### Document passage
--
ACMG review was then performed based on the 2015 updated guidelines4. For this curation, a semi-automated workflow was established. Specifically, we obtained variant annotations from publicly available datasets, namely whether a variant leads to loss of function (PVS1), results in the same amino acid change as a previously established pathogenic variant (PS1), is within a mutational hotspot or critical domain (PM1), is absent from large population databases (PM2), is protein length changing (PM4), results in a different amino acid change in the same position of a previously known pathogenic variant (PM5). Additionally, in silico annotations for the variant (PP3) were also obtained. Evidence for criteria which could not be automated was acquired from literature review and ClinVar variant reports from reputable sources. These criteria included if a variant has well-established in vitro and in vivo functional studies (PS3) or case-control studies (PS4), whether there is cosegregation with disease in multiple family members with the variant (PP1), and if a reputable source recently reported the variant as pathogenic (PP5). Criteria not utilized in our ACMG review (because they are patient/family-specific) included whether the variant was de novo in a patient without a family history (PS2), in trans with a pathogenic variant in recessive disorders (PM3), assumed to be de novo without confirmation of maternity and paternity (PM6), if the variant was a missense variant in a gene with low rate of benign variation (PP2) or whether the phenotype or family history was highly specific for disease (PP4).
--
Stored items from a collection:
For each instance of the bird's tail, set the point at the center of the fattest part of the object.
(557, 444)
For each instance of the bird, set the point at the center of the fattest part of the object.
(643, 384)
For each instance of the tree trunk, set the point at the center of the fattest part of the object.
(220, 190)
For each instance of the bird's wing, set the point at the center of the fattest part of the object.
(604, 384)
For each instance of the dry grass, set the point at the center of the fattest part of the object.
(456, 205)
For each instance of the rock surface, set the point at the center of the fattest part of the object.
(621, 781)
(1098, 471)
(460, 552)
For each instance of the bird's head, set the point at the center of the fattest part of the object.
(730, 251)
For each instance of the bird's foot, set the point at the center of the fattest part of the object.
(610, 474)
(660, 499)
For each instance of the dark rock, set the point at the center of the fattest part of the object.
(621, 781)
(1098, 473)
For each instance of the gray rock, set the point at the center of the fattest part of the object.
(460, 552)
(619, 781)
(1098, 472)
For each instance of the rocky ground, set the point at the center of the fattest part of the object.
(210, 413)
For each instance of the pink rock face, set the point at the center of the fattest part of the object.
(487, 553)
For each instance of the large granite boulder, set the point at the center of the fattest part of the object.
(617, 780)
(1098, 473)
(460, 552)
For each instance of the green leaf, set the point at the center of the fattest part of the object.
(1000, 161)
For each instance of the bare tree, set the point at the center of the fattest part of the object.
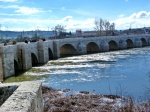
--
### About this task
Continue the passage on ACMG variant curation criteria, starting right after its last sentence.

### Response for this exercise
VCFtools (v0.1.17) was used to filter for these variants in CATHGEN using a quality of greater than 20 (QUAL > 20) and depth greater than 10 (DP > 10). In total, 2 participants harbored a predicted benign, ACMG/AMG pathogenic variant, 533 individuals harbored a predicted benign, ACMG/AMG confirmed benign variant, 64 individuals harbored a predicted pathogenic ACMG/AMG benign variant and 43 individuals harbored a predicted pathogenic/ACMG confirmed pathogenic variant. For feasibility, we randomly sampled n = 45 individuals harboring ACMG/AMG benign variants for downstream analysis. Of these 90 individuals we filtered to individuals harboring variants causing autosomal dominant form expression of disease (n = 81). Furthermore, chart review was conducted in those with substantial EHR including cardiac imaging data necessary for diagnosis to identify expression of disease (n = 67).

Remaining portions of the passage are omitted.